▶ **RECORDS SHOWN**:
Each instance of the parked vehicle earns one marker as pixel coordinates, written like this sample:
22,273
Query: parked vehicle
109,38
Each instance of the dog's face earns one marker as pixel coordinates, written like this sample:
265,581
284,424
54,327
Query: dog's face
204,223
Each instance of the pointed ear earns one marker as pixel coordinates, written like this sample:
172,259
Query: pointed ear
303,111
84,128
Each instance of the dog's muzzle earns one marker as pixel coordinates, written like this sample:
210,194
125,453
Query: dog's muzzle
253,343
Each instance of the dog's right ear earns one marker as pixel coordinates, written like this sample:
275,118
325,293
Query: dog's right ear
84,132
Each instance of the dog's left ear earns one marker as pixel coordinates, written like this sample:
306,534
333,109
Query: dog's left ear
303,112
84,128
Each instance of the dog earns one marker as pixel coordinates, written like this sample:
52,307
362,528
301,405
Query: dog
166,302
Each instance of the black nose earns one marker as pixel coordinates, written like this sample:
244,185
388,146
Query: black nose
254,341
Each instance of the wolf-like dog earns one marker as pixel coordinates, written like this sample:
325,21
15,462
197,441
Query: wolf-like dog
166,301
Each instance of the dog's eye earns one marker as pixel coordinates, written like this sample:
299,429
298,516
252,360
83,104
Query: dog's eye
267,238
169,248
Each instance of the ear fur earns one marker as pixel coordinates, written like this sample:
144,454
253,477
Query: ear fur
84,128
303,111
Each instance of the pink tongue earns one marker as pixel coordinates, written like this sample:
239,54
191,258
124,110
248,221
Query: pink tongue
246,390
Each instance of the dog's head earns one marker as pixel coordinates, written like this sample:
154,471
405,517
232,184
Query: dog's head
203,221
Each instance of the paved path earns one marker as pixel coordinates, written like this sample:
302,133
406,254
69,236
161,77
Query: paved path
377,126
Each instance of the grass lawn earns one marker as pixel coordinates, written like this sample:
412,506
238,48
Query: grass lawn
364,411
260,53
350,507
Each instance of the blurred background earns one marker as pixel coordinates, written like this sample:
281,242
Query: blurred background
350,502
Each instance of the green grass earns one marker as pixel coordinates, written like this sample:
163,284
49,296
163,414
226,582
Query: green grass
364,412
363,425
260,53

▶ **WHAT THE TASK REQUIRES**:
Reproduce exactly the lines from the one containing "Each instance of the paved" through the last line of the records above, including both, and nothing else.

▶ **TASK RESULT**:
Each instance of the paved path earns one marker as pixel coordinates, written like this sample:
302,133
406,254
69,236
161,77
Query: paved path
377,126
Each instance of the grass lawn earns one marker as pixel coordinates, written like this sample:
412,506
238,48
Query: grass lawn
364,411
260,53
350,507
Each instance of the blurred background earns one marker as pixel coordinates, written like this sample:
281,242
Query: blurred background
350,502
Each instance of the green grass earns one marker as pixel coordinates, written like this sample:
163,284
49,296
163,414
226,582
Query: green grass
364,412
363,425
260,53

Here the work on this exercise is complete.